+++ Supplied data +++

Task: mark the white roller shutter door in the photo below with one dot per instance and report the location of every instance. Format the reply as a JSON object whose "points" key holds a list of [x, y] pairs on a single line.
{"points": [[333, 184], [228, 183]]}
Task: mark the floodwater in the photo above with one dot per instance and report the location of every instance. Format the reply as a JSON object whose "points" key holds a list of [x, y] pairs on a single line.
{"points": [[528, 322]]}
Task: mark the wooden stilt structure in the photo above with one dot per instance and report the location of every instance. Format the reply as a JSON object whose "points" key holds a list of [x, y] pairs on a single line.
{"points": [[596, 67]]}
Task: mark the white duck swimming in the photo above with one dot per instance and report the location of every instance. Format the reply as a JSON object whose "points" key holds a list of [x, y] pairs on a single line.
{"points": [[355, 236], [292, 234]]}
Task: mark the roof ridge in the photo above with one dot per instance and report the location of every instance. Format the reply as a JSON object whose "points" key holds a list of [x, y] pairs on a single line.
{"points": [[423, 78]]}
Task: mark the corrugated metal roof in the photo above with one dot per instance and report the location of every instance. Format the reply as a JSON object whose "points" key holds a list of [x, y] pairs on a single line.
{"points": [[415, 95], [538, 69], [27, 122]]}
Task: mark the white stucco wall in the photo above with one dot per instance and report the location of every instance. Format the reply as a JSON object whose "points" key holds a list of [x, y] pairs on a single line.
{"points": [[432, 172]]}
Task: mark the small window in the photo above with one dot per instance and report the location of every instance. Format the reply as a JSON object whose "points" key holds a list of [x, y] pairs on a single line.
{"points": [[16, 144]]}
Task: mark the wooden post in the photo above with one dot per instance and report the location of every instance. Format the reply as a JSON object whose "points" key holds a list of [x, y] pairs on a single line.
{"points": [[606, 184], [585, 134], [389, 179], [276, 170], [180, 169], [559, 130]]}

+++

Written exercise: Please render the material from the line with "Task: mark the corrugated" through the end as a Markdown table with the columns "No." and "Text", one numbered row per line and blank lines skipped.

Exercise response:
| No. | Text |
|---|---|
| 1 | Task: mark the corrugated metal roof in the photo above with one dot per instance and report the location of every instance. Format the reply as a JSON object whose "points" key holds a list of [x, y] pairs on a single line. |
| 2 | {"points": [[415, 95], [538, 69], [27, 122]]} |
| 3 | Task: mark the white stucco wall in the photo above with one dot per instance and report the location of every instance. Format the reply as a JSON object whose "points" key holds a list of [x, y] pairs on a single line. |
| 4 | {"points": [[432, 172]]} |
| 5 | Task: mark the small window in the photo above with one dot per instance and report the location of every instance. Format the reply as a JSON object whose "points" key holds a list of [x, y] pairs on a single line. |
| 6 | {"points": [[16, 144]]} |
| 7 | Task: mark the wooden post in the photo above with one dot per instance and report the location of every instance. Format the reply as a JSON object whose "points" key holds a list of [x, y] pairs on a single line. |
| 8 | {"points": [[606, 184], [585, 134], [389, 179], [276, 170], [180, 169], [559, 130]]} |